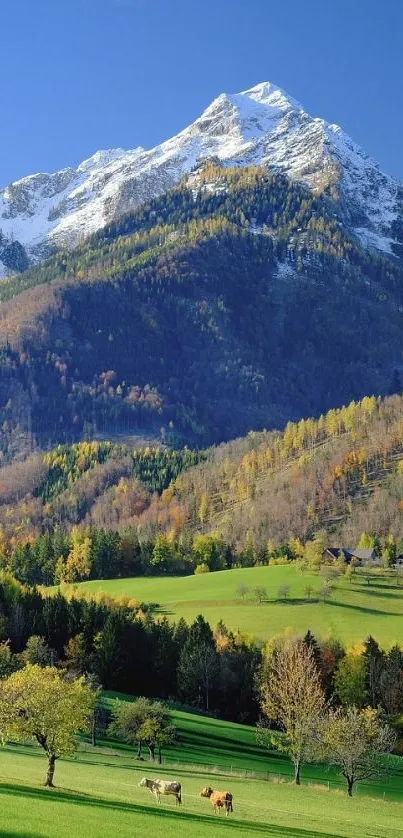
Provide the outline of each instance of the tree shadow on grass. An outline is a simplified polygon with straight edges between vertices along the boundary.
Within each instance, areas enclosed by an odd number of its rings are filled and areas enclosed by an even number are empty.
[[[361,614],[385,614],[387,617],[399,617],[398,612],[382,611],[380,608],[367,608],[365,605],[351,605],[349,602],[338,602],[337,599],[329,599],[326,607],[347,608],[349,611],[359,611]]]
[[[403,600],[403,590],[402,590],[402,588],[400,588],[400,593],[396,593],[396,590],[398,590],[398,589],[395,588],[394,590],[391,590],[391,589],[385,589],[384,588],[383,590],[379,590],[379,588],[377,588],[375,590],[375,586],[373,586],[373,585],[371,585],[370,587],[365,587],[364,585],[360,585],[359,593],[362,594],[363,596],[368,596],[368,595],[369,596],[379,596],[380,599],[382,597],[384,597],[385,599],[398,599],[398,600],[402,601]]]
[[[200,824],[206,826],[214,825],[214,832],[212,834],[219,835],[221,830],[247,833],[248,835],[269,835],[273,838],[313,838],[317,835],[318,838],[343,838],[338,833],[323,832],[322,830],[312,830],[311,828],[303,829],[301,827],[278,826],[270,823],[257,823],[256,821],[237,820],[236,815],[226,818],[220,815],[198,815],[193,812],[179,811],[178,809],[168,809],[163,804],[155,804],[147,806],[137,803],[125,803],[120,800],[106,800],[102,797],[94,797],[87,794],[79,794],[75,791],[59,790],[59,789],[45,789],[35,788],[33,786],[16,785],[14,783],[2,783],[0,785],[0,795],[7,794],[15,797],[24,797],[31,800],[46,801],[47,803],[68,803],[77,806],[88,806],[90,808],[105,809],[114,812],[128,813],[132,815],[158,815],[160,818],[169,820],[175,819],[178,827]],[[186,804],[185,804],[186,805]],[[35,834],[30,833],[14,833],[16,838],[40,838]],[[0,838],[12,838],[12,833],[1,832]]]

——

== TASK STATEMENT ==
Render the listing above as a two-column CSV with the headers instruction and response. Put each instruction text and its full answer in its own quoted field with line breaks replaced by spaces, and leave out the pictures.

== ANSWER BELOW ==
instruction,response
"Provide the outline of each instance of the tree shadow on grass. An outline is a simplified polygon with straight edges between vertices along the boundary. Within each instance, areas enclosed by an odd number of its rings are filled and areas enclosed by an even number are empty.","[[[361,614],[385,614],[387,617],[399,617],[398,612],[382,611],[380,608],[367,608],[365,605],[351,605],[349,602],[338,602],[337,599],[329,599],[326,607],[347,608],[349,611],[359,611]]] [[[403,600],[403,590],[402,590],[402,588],[400,588],[400,593],[396,593],[396,590],[398,590],[398,589],[395,588],[394,590],[391,590],[391,589],[385,589],[384,588],[383,590],[379,590],[379,588],[377,588],[375,590],[375,586],[373,586],[373,585],[371,585],[370,587],[365,587],[364,585],[360,585],[359,593],[362,594],[363,596],[368,596],[368,595],[369,596],[379,596],[380,599],[382,597],[384,597],[385,599],[398,599],[398,600],[402,601]]] [[[200,824],[206,826],[214,825],[214,832],[212,834],[219,835],[221,830],[247,833],[248,835],[269,835],[273,838],[313,838],[317,835],[318,838],[343,838],[338,833],[323,832],[322,830],[312,830],[311,828],[303,829],[301,827],[278,826],[270,823],[257,823],[256,821],[237,820],[236,815],[226,818],[220,815],[198,815],[193,812],[179,811],[178,809],[168,809],[163,804],[155,804],[147,806],[137,803],[125,803],[120,800],[106,800],[102,797],[94,797],[87,794],[79,794],[75,791],[59,790],[59,789],[45,789],[35,788],[33,786],[16,785],[14,783],[2,783],[0,785],[0,795],[7,794],[15,797],[24,797],[31,800],[46,801],[47,803],[68,803],[77,806],[88,806],[90,808],[105,809],[114,812],[128,813],[132,815],[158,815],[160,818],[169,820],[175,819],[178,827]],[[186,804],[185,804],[186,805]],[[35,834],[30,833],[14,833],[16,838],[40,838]],[[0,838],[12,838],[12,833],[1,832]]]"